◆ Exercise prompt ◆
I'd like every record given again exactly, please.

◆ Data ◆

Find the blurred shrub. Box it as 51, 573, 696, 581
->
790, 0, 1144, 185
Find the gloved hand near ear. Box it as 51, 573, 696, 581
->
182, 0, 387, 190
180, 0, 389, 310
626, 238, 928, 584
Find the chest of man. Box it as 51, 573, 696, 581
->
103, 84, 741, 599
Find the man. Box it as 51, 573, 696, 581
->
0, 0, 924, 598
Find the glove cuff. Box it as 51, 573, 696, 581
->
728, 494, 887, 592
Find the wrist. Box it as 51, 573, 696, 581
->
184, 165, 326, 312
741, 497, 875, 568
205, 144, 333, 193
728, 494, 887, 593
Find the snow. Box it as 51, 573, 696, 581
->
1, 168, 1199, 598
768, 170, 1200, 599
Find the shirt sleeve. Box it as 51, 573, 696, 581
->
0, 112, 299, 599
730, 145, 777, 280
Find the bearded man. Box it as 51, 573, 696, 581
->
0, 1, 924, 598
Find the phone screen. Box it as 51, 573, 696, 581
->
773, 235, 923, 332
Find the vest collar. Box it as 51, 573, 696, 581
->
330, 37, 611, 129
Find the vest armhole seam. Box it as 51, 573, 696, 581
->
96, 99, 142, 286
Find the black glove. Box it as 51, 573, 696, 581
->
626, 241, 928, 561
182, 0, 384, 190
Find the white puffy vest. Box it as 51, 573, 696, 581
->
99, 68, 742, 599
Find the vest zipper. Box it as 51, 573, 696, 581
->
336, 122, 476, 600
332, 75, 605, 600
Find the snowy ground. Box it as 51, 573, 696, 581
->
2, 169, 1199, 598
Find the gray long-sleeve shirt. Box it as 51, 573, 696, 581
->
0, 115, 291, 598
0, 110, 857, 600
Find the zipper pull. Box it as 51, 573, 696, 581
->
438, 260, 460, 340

◆ Task solution ◆
Find the blurred shrub. Box it as 51, 573, 696, 581
->
790, 0, 1144, 185
Find the gloved hand near ear. Box it as 51, 573, 696, 581
->
182, 0, 387, 190
180, 0, 389, 310
626, 238, 928, 584
Find the chest of man. Box it as 51, 573, 696, 581
->
103, 84, 741, 599
Find the man. Box it as 51, 573, 696, 581
->
0, 0, 924, 598
Find the glove cuff. Box it as 51, 573, 696, 581
->
728, 494, 887, 592
Find the wrist. Box it as 51, 573, 696, 581
->
184, 165, 326, 312
741, 497, 875, 568
205, 144, 333, 193
728, 494, 887, 593
Find the snow. Box it as 51, 573, 696, 581
->
1, 168, 1199, 598
768, 170, 1200, 599
Find the shirt sleeve. Box it as 51, 573, 696, 581
->
0, 112, 299, 599
730, 145, 777, 280
Find the bearded man. Box it as 51, 573, 696, 581
->
0, 1, 924, 598
Find the phone screen. Box it as 51, 573, 696, 581
->
773, 235, 923, 332
Find the vest collar. Box it as 51, 573, 696, 581
->
330, 37, 611, 129
Find the vest armhole seam. Box it as 51, 573, 696, 581
->
96, 99, 142, 286
Find the black glove. Box it as 51, 573, 696, 581
->
626, 241, 928, 561
182, 0, 384, 190
Find the white puffy vest. Box it as 51, 573, 696, 581
->
99, 68, 742, 599
Find the vest zipper. Box it as 51, 573, 696, 581
->
336, 122, 476, 600
332, 75, 605, 600
Find the snowy ground. Box it as 51, 573, 696, 581
->
2, 169, 1199, 598
Find the gray long-sleeve shirt. Box it as 51, 573, 696, 581
->
0, 115, 291, 598
0, 110, 857, 600
Find the zipper pull. Box it as 51, 573, 696, 581
->
438, 260, 460, 340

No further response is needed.